> EXERCISE INSTRUCTIONS
Below is a listing; reproduce each line of it exactly.
++++ ITEMS
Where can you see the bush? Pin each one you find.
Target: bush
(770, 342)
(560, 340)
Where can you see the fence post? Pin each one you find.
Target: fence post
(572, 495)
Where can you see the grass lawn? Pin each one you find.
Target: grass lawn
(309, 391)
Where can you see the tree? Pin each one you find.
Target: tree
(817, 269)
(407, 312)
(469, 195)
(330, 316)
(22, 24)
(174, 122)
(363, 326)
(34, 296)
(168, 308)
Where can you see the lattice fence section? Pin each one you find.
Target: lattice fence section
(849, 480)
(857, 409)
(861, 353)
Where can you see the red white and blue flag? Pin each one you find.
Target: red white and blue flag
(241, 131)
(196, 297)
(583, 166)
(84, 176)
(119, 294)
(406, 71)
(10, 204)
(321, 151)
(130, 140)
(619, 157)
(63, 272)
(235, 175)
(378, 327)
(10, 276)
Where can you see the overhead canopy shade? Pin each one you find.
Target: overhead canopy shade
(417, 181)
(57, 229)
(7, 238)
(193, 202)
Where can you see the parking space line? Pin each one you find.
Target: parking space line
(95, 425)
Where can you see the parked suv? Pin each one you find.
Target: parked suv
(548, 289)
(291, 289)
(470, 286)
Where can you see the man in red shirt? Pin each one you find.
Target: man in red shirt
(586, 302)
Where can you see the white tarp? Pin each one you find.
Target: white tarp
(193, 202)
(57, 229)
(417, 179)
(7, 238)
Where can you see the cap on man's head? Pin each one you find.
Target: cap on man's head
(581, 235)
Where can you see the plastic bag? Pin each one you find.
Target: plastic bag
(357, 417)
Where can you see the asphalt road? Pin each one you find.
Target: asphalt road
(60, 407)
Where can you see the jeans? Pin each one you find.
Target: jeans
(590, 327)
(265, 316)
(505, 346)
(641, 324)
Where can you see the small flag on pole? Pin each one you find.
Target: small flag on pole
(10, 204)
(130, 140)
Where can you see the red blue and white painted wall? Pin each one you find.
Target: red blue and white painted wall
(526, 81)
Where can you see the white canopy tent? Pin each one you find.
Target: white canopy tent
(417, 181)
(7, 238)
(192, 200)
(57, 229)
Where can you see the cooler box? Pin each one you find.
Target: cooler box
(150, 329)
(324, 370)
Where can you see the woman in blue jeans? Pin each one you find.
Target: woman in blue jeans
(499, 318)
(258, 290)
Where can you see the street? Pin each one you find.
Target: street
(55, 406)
++++++++
> OUTPUT OF THE TASK
Where can you see the bush? Pin each one you find.
Target: bush
(770, 342)
(560, 340)
Where can you see the fence post? Pin each one you find.
Target: fence post
(572, 495)
Where can you see the grass lawn? Pin each one you find.
Target: grass lawn
(309, 391)
Where can you see the tree? Pin each one you find.
Target: tree
(817, 269)
(407, 312)
(469, 195)
(330, 316)
(22, 24)
(174, 122)
(363, 326)
(34, 296)
(168, 308)
Where can you see the lattice fence section? Pin each one you find.
Target: lattice fence section
(849, 480)
(857, 409)
(861, 353)
Where can you see the red white and blue flag? Pin each one you find.
Target: red white and blue flag
(241, 131)
(196, 297)
(583, 166)
(84, 176)
(119, 294)
(406, 71)
(10, 204)
(321, 151)
(130, 140)
(619, 157)
(63, 272)
(235, 175)
(378, 327)
(10, 276)
Where can you see the overhead canopy shade? Pin each one you find.
Target: overhead canopy shade
(417, 181)
(57, 229)
(7, 238)
(193, 202)
Where can you see the parking space line? Pin each one you find.
Target: parking space line
(95, 425)
Where can you see the parked suv? Pin each one you find.
Target: parked suv
(548, 289)
(291, 289)
(470, 286)
Where can you see the man in red shirt? Pin each one you find.
Target: man in red shirt
(586, 302)
Where can you see the white tarp? Pin each one you find.
Target: white tarp
(193, 202)
(57, 229)
(417, 179)
(7, 238)
Where can you see the cap on man's head? Pin each one you find.
Target: cap on man's head
(581, 235)
Where can you see the plastic bag? Pin each one you find.
Target: plastic bag
(357, 417)
Where can you see the asphalt road? Pin each one you find.
Target: asphalt road
(60, 407)
Where can you see the jeans? Pin each one you find.
Target: jeans
(590, 327)
(265, 316)
(505, 346)
(641, 324)
Where can you see the small flag on pole? Pin each one you find.
Target: small flag on pole
(10, 204)
(130, 140)
Where can you see the red blue and white painted wall? Pin each one you find.
Target: red blue and white painted wall
(526, 81)
Where can you see the white canopy tent? Pin each one you find.
Target: white canopy tent
(417, 181)
(7, 238)
(192, 200)
(57, 229)
Where can you see the cooler box? Pin each one you find.
Target: cooler box
(150, 329)
(324, 370)
Where can you see the woman in blue jeans? Pin each one you find.
Target: woman in blue jeans
(499, 318)
(258, 290)
Where can you see the street? Pin each one you find.
Target: street
(55, 406)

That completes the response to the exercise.